▸ Challenges:
(A) In the blog post on self-publishing, which deadline did the writer miss?
(B) Write a continuation of the blog post on self-publishing, starting after its final sentence.

··· Reading passage ···

Now I don’t know why I got to thinking about self-publishing again, but I did. Probably because one of the Sassies, who writes fabulous stories that should be snapped up by a publisher pdq, was mentioning it.
I’ve been beating myself up over missing yet another self-imposed deadline, for the Harlequin Romance Fast Track. I feel a strong sense of failure. I didn’t do what I set out to do, which was finish the chapter and the synopsis and sub them. Actually, I finished the synopsis, and I feel it’s a strong one. The problem was, the chapter didn’t fit any more. Too slow. Too introspective. Not enough hero and heroine together. And not enough GMC. The goal, motivation and conflict is there a bit, but not nearly strongly enough. So rather than sub stuff I knew wasn’t ready, I chose to wait.
That sounds good. Except I know there’s another reason. The reason I procrastinated getting it done.
I am safe from getting another rejection in a month’s time. Smiles a twisted smile and shakes head.
What I want of course is impossible. I want a road to publication where I never have to face another rejection. Where everything I write is accepted (minor revisions okay). Where I never get a negative comment or bad review.
Oops. That fantasy bubble just popped. That’s WTF Publishing out then! WTF would accept me immediately, but the reviews (if anyone ever reads the story) could be something else again.
The problem with some self-pubbed writers is they are doing it for the wrong reasons. Not because they’ve written a story that would be accepted if they subbed it, but they want to hold onto complete creative control. Not because they’ve written a good story that just isn’t a good fit with the mainstream publishers. Not because they’ve rewritten and revised to make this the best story they possibly can and it still doesn’t quite hit the publisher’s mark, at a time when being bloody good just isn’t enough, a new writer has to be sensational to break in.
There are some writers with great stories that have been rejected who really ought to self-publish them. I know a couple myself. I know how hard they’ve worked at their craft. I know how well they write. I know how gutted they are when they get another rejection on something they’ve poured so much into, a story that genuinely is worthy of publication. I would pay to read their stories, just like some books from some of the other self-published writers I’ve bought, read, and enjoyed.
I am not one of those writers. There are a lot of writers self-pubbing who aren’t, either.
Whenever I fantasise about self-pubbing, it’s for other reasons. Because I can’t face another rejection. Because I want an easy route. Because I want to be published, dammit, even if it only sells eight copies and I don’t make enough back to pay for my cover photo.
Not good enough reasons. I remember thinking with my last rejected story, while I was waiting for the response, that if it got rejected I would self-publish it. I believed the story was good enough. Then the rejection letter hit. I thought again about my vow to self-publish.

··· Data excerpt ···

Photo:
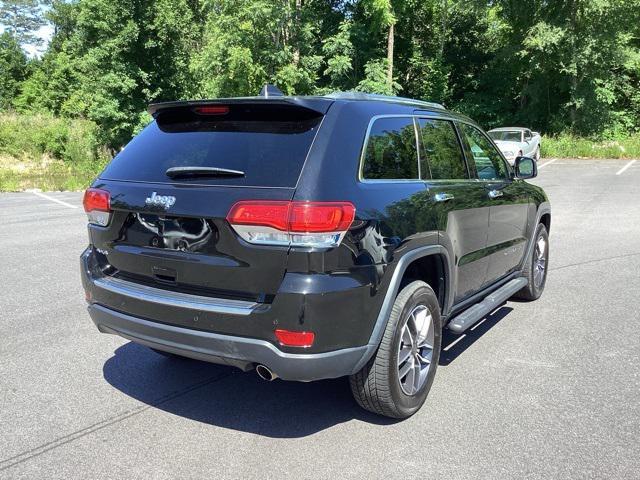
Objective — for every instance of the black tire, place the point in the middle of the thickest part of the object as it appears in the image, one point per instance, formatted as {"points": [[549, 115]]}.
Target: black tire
{"points": [[535, 287], [377, 387]]}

···

▸ Set of answers:
(A) The self-imposed deadline for the Harlequin Romance Fast Track.

(B)
Maybe I should send it to an different publisher before going to self-publishing? Because I do realise, it’s probably NOT easy to do it right. Eradicating every single error. Formatting it right. Getting a professional looking cover that doesn’t scream “Self-pubbed on the cheap” to potential readers. Maybe I was just wimping out from all that work and the risk of bad reviews, too!
So I looked at the story again.
Ooh boy. The story was very rightly rejected. What was I thinking of when I subbed it in the first place? It’s nowhere near ready. If I self-pubbed this, I’d be lucky to scrape two stars on Amazon. Maybe two and a half, if I could get friends and family to write some – ahem – creative reviews.
That rejected midlength novella is now getting rewritten two ways. One digging deep and changing the conflict significantly, extended into a 50k category romance (that’s the version I just missed the fast Track deadline for, the one I’m kicking myself in the butt over). That’s actually a whole new story. There’s not much I can transfer over from the old story. It’s a full rewrite, just taking off from the same idea. The other will be a very short 10k novella, doing the opposite. Pulling out what’s good in the mid-length novella, tweaking the internal issues and taking out the clunky and unnecessary external conflict that pads out the word count.
The structure is all wrong. Not only is it devoid of any stated goal and motivation for these characters, it’s far too slow to start, I have too many secondary characters and take too long to get the main characters together and get into the conflict. If it was the start of a single title, it would be okay. Maybe.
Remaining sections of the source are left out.